- [EXERCISES]
**1)** In the abstract on virtual reality treatment for anxiety in autism, how many sessions in the virtual reality environment does each participant receive, and how long is each session?
**2)** Reproduce the abstract on virtual reality treatment for anxiety in autism from "Graduated exposure and" to "the target stimulus.".
**3)** Carry on the abstract on virtual reality treatment for anxiety in autism from the point where it stops.

- [PROVIDED PASSAGE]
• • • • •

Friday, 3 May 2013: 09:00-13:00
Banquet Hall (Kursaal Centre)
M. Maskey1, J. Lowry2, H. McConachie3, J. Rodgers1 and J. Parr4, (1)Institute of Neuroscience, Newcastle University, Newcastle upon Tyne, United Kingdom, (2)Instituteof Health and Society, Newcastle University, Newcastle upon Tyne, United Kingdom, (3)Newcastle University, Newcastle Upon Tyne, United Kingdom, (4)Institute of Neuroscience, Newcastle University, Newcastle, United Kingdom

Young people with ASD are prone to anxiety; studies indicate around 50% of those with ASD meet criteria for at least one anxiety disorder (Simonoff, 2008).

Graduated exposure and participant modelling are identified as evidence-based treatment for anxieties and phobias (Ollendick & King 2004). The characteristics of ASD, including difficulties with imagination, may necessitate adaptation of traditional methods to make them more accessible to young people with ASD.  One such adaptation is the use of a virtual reality environment (VRE) to reproduce the anxiety-provoking situation.  This removes the need to use imagination, and provides a way to gradually increase exposure to the target stimulus.


In this feasibility study, we are: 1. Exploring the use of VRE as a therapeutic tool for young people with ASD with situation specific anxiety. 2. Testing the feasibility and acceptability of the methodology, and investigating the most appropriate outcome measures.


Up to 15 verbally fluent young people with ASD aged 8-14 years, who have situation specific anxiety, are being recruited. Each participant receives two home visits, followed by four 30 minute sessions in the VRE with a tailor-made scene specific to their anxiety provoking stimulus. During each session they receive coaching in relaxation techniques and coping self-statements.  The VRE we are using is a state of the art technology known as the Blue Room (

During each session the child and parent rate the child’s anxiety using a visual six point scale. Baseline and end point overall anxiety is measured using the Spence Children’s Anxiety Scale (SCAS, Child & Parent version). We are piloting the use of galvanic skin response indices, allowing physiological measurement of arousal to be correlated with scales. Within 6 weeks of participation, interviews are carried out with the child and parent(s) to examine views of acceptability of the methods, and any changes regarding anxiety in real life situations.

• • • • •

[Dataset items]

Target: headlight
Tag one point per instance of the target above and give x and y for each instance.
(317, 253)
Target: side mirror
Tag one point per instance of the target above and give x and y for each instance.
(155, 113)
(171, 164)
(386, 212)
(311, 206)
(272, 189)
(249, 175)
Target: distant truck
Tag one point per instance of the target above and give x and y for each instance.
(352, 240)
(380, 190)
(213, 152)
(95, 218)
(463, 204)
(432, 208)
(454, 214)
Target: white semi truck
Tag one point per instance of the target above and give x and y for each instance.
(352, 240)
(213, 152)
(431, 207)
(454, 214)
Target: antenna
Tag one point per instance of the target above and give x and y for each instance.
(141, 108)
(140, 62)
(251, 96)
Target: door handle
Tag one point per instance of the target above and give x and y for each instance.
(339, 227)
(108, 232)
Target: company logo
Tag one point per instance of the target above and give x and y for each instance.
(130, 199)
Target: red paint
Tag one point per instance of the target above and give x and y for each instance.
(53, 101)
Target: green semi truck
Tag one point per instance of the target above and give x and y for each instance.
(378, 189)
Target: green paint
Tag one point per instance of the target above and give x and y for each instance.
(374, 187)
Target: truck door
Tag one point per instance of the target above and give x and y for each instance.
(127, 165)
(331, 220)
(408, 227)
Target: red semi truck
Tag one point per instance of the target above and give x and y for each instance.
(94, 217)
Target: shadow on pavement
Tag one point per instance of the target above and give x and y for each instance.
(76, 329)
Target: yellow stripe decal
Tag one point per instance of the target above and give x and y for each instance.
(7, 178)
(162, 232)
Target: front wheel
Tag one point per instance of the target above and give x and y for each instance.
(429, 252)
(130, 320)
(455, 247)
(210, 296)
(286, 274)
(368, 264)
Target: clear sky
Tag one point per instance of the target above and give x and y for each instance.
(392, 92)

• • • • •

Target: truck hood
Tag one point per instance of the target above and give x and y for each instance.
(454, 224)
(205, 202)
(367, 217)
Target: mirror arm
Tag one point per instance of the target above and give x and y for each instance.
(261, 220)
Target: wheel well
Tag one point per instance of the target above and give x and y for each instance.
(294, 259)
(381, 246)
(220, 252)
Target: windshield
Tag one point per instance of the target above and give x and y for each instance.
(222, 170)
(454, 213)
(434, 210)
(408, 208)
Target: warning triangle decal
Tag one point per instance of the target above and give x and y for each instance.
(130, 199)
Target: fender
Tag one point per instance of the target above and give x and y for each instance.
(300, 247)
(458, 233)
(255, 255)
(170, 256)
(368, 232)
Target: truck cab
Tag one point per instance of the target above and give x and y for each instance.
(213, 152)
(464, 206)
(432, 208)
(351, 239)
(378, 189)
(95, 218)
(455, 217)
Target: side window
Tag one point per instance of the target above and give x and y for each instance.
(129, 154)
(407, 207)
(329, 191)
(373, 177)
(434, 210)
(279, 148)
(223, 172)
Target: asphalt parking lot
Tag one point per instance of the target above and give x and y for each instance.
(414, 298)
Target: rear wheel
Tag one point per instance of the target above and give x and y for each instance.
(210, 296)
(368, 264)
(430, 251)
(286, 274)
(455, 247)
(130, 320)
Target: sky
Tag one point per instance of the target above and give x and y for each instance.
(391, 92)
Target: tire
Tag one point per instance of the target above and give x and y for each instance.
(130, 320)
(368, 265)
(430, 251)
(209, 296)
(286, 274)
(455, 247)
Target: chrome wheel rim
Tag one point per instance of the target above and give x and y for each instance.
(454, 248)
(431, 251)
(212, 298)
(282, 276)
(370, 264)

• • • • •

- [ANSWER SECTION]
**1)** Each participant receives four sessions of 30 minutes each.

**2)**
Graduated exposure and participant modelling are identified as evidence-based treatment for anxieties and phobias (Ollendick & King 2004). The characteristics of ASD, including difficulties with imagination, may necessitate adaptation of traditional methods to make them more accessible to young people with ASD.  One such adaptation is the use of a virtual reality environment (VRE) to reproduce the anxiety-provoking situation.  This removes the need to use imagination, and provides a way to gradually increase exposure to the target stimulus.

**3)**
Three children have participated to date. For two children anxiety reduced markedly following VRE sessions, and was associated with excellent functional improvements in anxiety in the real life situations. One child made less progress, but thought that he needed more sessions.

One child (with anxiety related to shopping) had a confidence rating related to this situation of 2 at baseline (on a scale of 0-6, low to high confidence).  After 4 VRE sessions this had improved to 6, with corresponding parent ratings changing from 0 at baseline to 4 at end of therapy. Parent and Child SCAS scores on the panic and agoraphobia subscales also decreased by more than one standard deviation. Data for all children who have completed the pilot phase will be available by the end of May 2013.


Our small pilot study indicates that children are engaged with the VRE, and that four 20-30 minute sessions are effective for some children. The Blue Room VRE shows initial promise as a therapeutic tool for young people with ASD and situation specific anxiety.